Consigne: Comptez les lignes des données qui contiennent la chaîne « pole », en respectant la casse, et donnez uniquement ce nombre.

++++ Support de travail ++++

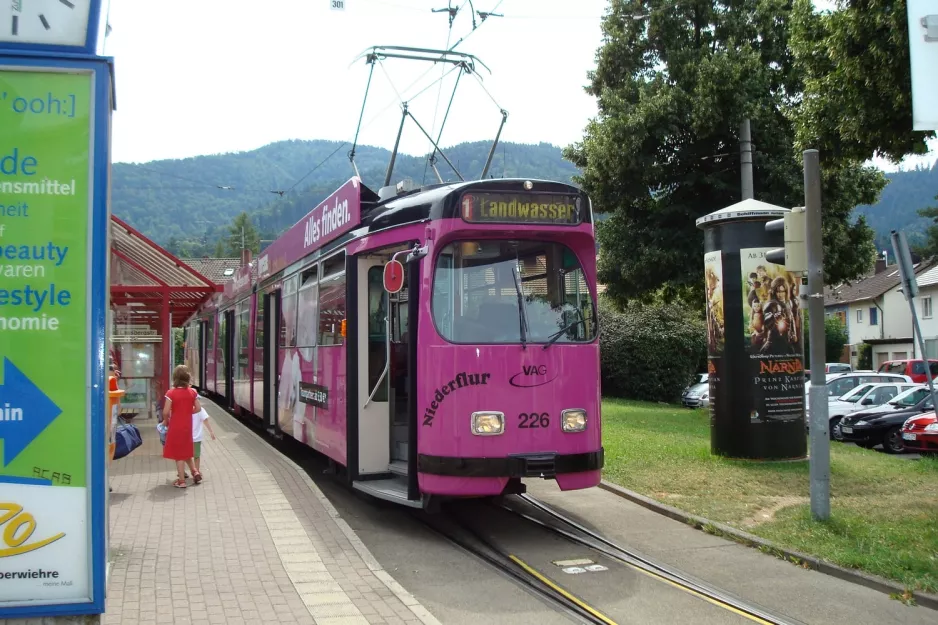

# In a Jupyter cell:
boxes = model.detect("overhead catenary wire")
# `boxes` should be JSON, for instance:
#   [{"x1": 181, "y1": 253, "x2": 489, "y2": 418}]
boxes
[{"x1": 239, "y1": 0, "x2": 504, "y2": 202}]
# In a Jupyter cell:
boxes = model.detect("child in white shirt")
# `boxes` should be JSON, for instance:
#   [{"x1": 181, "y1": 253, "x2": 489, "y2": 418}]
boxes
[{"x1": 192, "y1": 408, "x2": 215, "y2": 484}]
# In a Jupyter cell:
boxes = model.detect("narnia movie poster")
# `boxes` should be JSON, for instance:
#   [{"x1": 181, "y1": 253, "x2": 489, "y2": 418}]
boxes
[
  {"x1": 739, "y1": 248, "x2": 804, "y2": 422},
  {"x1": 704, "y1": 250, "x2": 726, "y2": 358}
]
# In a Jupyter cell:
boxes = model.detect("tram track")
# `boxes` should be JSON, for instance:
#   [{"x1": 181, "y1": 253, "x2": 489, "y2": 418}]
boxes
[
  {"x1": 491, "y1": 494, "x2": 799, "y2": 625},
  {"x1": 412, "y1": 504, "x2": 617, "y2": 625}
]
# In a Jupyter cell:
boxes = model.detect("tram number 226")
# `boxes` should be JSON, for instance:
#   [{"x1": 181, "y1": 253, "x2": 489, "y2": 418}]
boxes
[{"x1": 518, "y1": 412, "x2": 550, "y2": 430}]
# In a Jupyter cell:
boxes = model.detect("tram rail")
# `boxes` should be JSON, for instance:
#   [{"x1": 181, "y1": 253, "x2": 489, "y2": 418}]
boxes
[
  {"x1": 413, "y1": 512, "x2": 618, "y2": 625},
  {"x1": 493, "y1": 494, "x2": 799, "y2": 625}
]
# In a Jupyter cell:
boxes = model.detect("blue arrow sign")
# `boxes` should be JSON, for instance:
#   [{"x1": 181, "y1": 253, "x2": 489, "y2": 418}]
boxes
[{"x1": 0, "y1": 358, "x2": 62, "y2": 466}]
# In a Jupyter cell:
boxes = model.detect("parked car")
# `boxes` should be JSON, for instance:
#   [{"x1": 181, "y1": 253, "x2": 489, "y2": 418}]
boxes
[
  {"x1": 879, "y1": 359, "x2": 938, "y2": 384},
  {"x1": 852, "y1": 385, "x2": 935, "y2": 417},
  {"x1": 827, "y1": 383, "x2": 920, "y2": 440},
  {"x1": 681, "y1": 373, "x2": 710, "y2": 408},
  {"x1": 804, "y1": 371, "x2": 912, "y2": 400},
  {"x1": 902, "y1": 412, "x2": 938, "y2": 456},
  {"x1": 840, "y1": 400, "x2": 934, "y2": 454}
]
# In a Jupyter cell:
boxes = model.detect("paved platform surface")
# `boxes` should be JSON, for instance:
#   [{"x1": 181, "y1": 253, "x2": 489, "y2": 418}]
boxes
[
  {"x1": 104, "y1": 399, "x2": 438, "y2": 625},
  {"x1": 528, "y1": 481, "x2": 938, "y2": 625}
]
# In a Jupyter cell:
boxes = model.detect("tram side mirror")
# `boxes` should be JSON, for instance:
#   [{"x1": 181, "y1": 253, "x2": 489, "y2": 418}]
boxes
[{"x1": 404, "y1": 245, "x2": 429, "y2": 263}]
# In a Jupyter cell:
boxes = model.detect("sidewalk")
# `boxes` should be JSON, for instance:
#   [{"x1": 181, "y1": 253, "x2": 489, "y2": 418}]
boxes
[{"x1": 104, "y1": 398, "x2": 438, "y2": 625}]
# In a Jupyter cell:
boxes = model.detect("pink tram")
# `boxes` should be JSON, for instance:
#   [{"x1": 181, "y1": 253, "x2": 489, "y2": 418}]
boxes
[{"x1": 186, "y1": 178, "x2": 603, "y2": 507}]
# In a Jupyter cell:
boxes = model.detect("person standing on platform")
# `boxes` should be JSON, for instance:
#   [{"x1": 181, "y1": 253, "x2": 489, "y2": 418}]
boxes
[
  {"x1": 163, "y1": 365, "x2": 202, "y2": 488},
  {"x1": 190, "y1": 408, "x2": 215, "y2": 484}
]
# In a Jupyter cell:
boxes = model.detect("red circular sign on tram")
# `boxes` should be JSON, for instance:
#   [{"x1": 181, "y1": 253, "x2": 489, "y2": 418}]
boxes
[{"x1": 384, "y1": 260, "x2": 404, "y2": 293}]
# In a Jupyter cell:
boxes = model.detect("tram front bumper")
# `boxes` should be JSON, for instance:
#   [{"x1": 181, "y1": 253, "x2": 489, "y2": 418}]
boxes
[{"x1": 417, "y1": 448, "x2": 604, "y2": 479}]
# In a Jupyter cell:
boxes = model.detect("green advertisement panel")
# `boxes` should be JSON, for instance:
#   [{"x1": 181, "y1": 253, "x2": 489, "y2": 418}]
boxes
[{"x1": 0, "y1": 69, "x2": 93, "y2": 488}]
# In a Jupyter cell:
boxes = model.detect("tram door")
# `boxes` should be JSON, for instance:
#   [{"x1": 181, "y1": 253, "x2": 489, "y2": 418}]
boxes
[
  {"x1": 353, "y1": 254, "x2": 422, "y2": 507},
  {"x1": 388, "y1": 278, "x2": 410, "y2": 465},
  {"x1": 222, "y1": 309, "x2": 236, "y2": 408},
  {"x1": 262, "y1": 291, "x2": 280, "y2": 432}
]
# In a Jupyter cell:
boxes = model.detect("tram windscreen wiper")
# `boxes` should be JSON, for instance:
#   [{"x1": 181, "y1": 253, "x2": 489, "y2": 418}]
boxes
[
  {"x1": 511, "y1": 265, "x2": 528, "y2": 349},
  {"x1": 544, "y1": 308, "x2": 586, "y2": 349}
]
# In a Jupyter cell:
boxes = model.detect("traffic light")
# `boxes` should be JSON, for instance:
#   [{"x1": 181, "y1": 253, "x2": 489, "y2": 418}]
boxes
[{"x1": 765, "y1": 206, "x2": 808, "y2": 273}]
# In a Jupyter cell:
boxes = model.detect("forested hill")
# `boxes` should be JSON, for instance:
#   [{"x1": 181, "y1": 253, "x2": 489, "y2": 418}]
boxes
[
  {"x1": 852, "y1": 162, "x2": 938, "y2": 256},
  {"x1": 113, "y1": 141, "x2": 938, "y2": 255},
  {"x1": 112, "y1": 141, "x2": 577, "y2": 245}
]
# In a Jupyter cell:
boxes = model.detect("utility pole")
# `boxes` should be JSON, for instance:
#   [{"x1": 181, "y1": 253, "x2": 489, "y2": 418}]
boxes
[
  {"x1": 739, "y1": 118, "x2": 755, "y2": 200},
  {"x1": 892, "y1": 230, "x2": 938, "y2": 406},
  {"x1": 804, "y1": 150, "x2": 831, "y2": 521}
]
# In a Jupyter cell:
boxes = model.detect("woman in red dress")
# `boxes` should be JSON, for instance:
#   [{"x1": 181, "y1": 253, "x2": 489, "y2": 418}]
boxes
[{"x1": 163, "y1": 365, "x2": 202, "y2": 488}]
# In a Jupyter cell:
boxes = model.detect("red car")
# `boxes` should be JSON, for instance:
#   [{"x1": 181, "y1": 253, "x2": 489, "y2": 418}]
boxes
[
  {"x1": 902, "y1": 412, "x2": 938, "y2": 456},
  {"x1": 877, "y1": 359, "x2": 938, "y2": 384}
]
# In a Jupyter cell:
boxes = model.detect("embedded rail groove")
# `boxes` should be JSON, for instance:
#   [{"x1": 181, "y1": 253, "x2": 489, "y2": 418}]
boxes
[
  {"x1": 495, "y1": 494, "x2": 799, "y2": 625},
  {"x1": 411, "y1": 512, "x2": 618, "y2": 625}
]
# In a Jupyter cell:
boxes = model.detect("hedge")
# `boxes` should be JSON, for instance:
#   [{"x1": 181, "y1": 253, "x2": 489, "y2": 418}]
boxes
[{"x1": 599, "y1": 298, "x2": 707, "y2": 402}]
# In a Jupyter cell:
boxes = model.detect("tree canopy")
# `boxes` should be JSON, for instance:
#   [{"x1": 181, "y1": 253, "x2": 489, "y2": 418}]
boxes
[
  {"x1": 565, "y1": 0, "x2": 885, "y2": 302},
  {"x1": 791, "y1": 0, "x2": 935, "y2": 163}
]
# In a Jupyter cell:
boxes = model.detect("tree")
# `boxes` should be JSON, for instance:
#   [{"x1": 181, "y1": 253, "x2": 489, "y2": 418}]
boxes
[
  {"x1": 791, "y1": 0, "x2": 935, "y2": 162},
  {"x1": 565, "y1": 0, "x2": 885, "y2": 302},
  {"x1": 224, "y1": 211, "x2": 261, "y2": 258},
  {"x1": 915, "y1": 195, "x2": 938, "y2": 258}
]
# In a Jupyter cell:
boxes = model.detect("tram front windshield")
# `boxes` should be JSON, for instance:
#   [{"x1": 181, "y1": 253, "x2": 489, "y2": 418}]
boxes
[{"x1": 432, "y1": 240, "x2": 596, "y2": 344}]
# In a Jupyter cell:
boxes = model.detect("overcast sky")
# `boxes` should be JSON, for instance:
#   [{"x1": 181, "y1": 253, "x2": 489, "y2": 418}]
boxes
[{"x1": 106, "y1": 0, "x2": 938, "y2": 171}]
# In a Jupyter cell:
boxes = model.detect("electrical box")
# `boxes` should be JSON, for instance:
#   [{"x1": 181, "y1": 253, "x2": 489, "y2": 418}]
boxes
[{"x1": 785, "y1": 206, "x2": 808, "y2": 273}]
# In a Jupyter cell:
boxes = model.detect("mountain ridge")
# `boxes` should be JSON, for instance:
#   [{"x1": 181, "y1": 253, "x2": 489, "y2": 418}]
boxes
[{"x1": 112, "y1": 139, "x2": 938, "y2": 255}]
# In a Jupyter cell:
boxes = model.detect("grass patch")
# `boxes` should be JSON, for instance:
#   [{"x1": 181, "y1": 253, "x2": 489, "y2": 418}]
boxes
[{"x1": 603, "y1": 400, "x2": 938, "y2": 592}]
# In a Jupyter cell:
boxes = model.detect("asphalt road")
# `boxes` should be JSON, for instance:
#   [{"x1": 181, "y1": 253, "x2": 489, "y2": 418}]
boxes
[{"x1": 254, "y1": 428, "x2": 936, "y2": 625}]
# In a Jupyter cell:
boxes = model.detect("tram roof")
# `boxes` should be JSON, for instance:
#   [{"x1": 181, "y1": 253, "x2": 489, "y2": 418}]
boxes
[{"x1": 356, "y1": 178, "x2": 592, "y2": 235}]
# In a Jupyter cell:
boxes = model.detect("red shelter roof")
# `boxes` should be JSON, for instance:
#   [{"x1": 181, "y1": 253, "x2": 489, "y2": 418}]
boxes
[{"x1": 110, "y1": 216, "x2": 223, "y2": 328}]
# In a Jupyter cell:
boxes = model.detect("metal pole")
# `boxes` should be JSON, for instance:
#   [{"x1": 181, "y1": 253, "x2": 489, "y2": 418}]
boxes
[
  {"x1": 739, "y1": 119, "x2": 755, "y2": 200},
  {"x1": 804, "y1": 150, "x2": 831, "y2": 521},
  {"x1": 892, "y1": 230, "x2": 938, "y2": 406},
  {"x1": 384, "y1": 102, "x2": 407, "y2": 186}
]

++++

Résultat obtenu: 2